Object location annotation records:
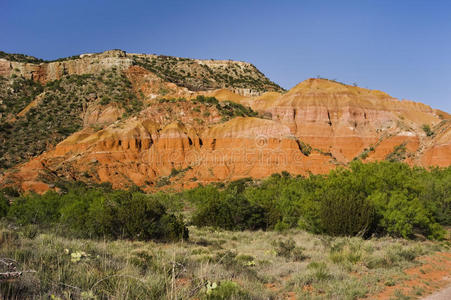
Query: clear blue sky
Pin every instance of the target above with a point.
(402, 47)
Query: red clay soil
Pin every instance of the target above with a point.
(432, 275)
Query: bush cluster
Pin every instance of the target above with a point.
(364, 199)
(98, 213)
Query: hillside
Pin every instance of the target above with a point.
(159, 122)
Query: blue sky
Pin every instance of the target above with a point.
(402, 47)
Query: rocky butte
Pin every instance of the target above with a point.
(159, 121)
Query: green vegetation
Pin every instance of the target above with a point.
(227, 109)
(213, 264)
(20, 58)
(70, 240)
(196, 76)
(86, 212)
(59, 113)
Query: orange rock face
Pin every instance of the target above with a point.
(337, 122)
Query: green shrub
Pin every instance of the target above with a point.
(97, 213)
(288, 249)
(226, 209)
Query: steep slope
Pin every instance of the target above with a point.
(351, 122)
(194, 74)
(142, 119)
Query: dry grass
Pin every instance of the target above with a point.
(211, 265)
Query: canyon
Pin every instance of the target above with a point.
(204, 121)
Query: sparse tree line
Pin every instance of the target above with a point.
(373, 199)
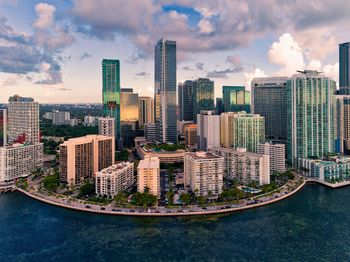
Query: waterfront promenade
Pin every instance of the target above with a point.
(80, 205)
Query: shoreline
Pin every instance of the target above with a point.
(184, 212)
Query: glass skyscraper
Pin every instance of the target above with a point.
(165, 90)
(269, 100)
(111, 91)
(310, 116)
(344, 64)
(235, 99)
(203, 96)
(185, 97)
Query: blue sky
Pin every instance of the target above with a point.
(52, 50)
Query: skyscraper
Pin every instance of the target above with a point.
(269, 100)
(146, 111)
(165, 90)
(235, 99)
(344, 64)
(310, 116)
(203, 96)
(3, 127)
(23, 120)
(111, 91)
(185, 97)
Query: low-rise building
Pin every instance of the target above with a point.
(244, 166)
(148, 175)
(203, 173)
(114, 179)
(20, 160)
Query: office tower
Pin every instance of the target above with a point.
(190, 134)
(82, 157)
(111, 92)
(165, 90)
(114, 179)
(185, 98)
(203, 173)
(106, 126)
(3, 127)
(23, 120)
(342, 124)
(208, 130)
(219, 106)
(60, 118)
(148, 175)
(242, 130)
(270, 101)
(129, 115)
(203, 96)
(310, 116)
(344, 65)
(244, 166)
(277, 153)
(20, 160)
(146, 110)
(235, 99)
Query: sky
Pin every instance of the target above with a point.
(52, 50)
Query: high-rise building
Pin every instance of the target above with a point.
(235, 99)
(344, 65)
(244, 166)
(208, 130)
(185, 98)
(114, 179)
(20, 160)
(203, 173)
(23, 120)
(82, 157)
(106, 126)
(342, 124)
(129, 115)
(165, 90)
(111, 92)
(277, 153)
(146, 110)
(203, 96)
(310, 116)
(270, 101)
(242, 130)
(148, 175)
(3, 127)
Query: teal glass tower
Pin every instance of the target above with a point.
(235, 99)
(111, 91)
(310, 116)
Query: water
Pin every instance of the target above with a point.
(313, 225)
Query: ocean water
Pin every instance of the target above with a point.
(313, 225)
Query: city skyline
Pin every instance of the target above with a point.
(62, 44)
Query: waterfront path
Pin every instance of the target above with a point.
(80, 205)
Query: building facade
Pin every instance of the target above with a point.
(235, 99)
(148, 175)
(269, 99)
(242, 130)
(203, 173)
(277, 153)
(310, 116)
(208, 130)
(20, 160)
(203, 96)
(111, 92)
(244, 166)
(23, 120)
(114, 179)
(165, 91)
(82, 157)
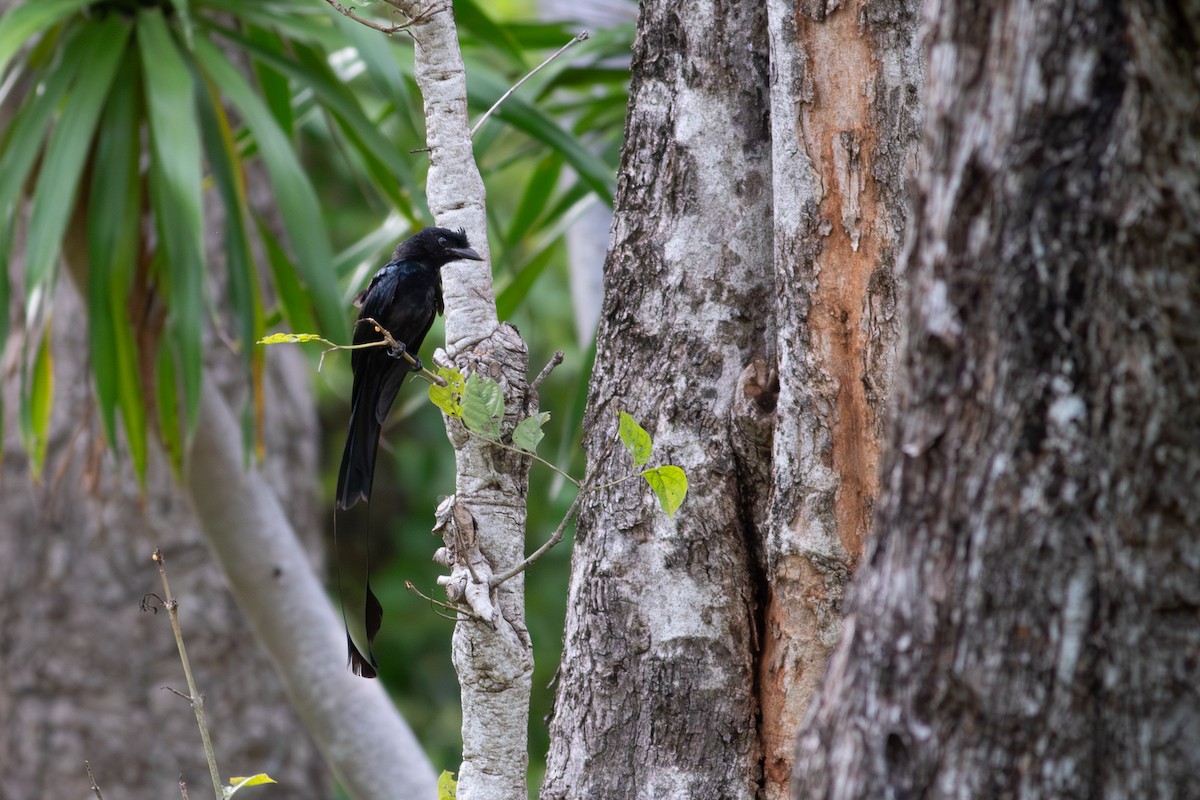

Set problem →
Rewrite every line from the one containing "Query: waterfront path" through the end of the records, both ends included, with the requests kept and each point coordinate in the answers scaled by 0.25 and rounded to a whole number, halves going up. Give only those lines and omit the pictures.

Exercise result →
Query: waterfront path
Pin every instance of the target above with a point.
(20, 51)
Query: building facade
Pin every instance of the target above with a point.
(59, 25)
(37, 44)
(67, 25)
(61, 33)
(51, 43)
(69, 38)
(78, 29)
(52, 33)
(5, 40)
(51, 24)
(28, 23)
(61, 42)
(6, 30)
(29, 45)
(41, 23)
(21, 39)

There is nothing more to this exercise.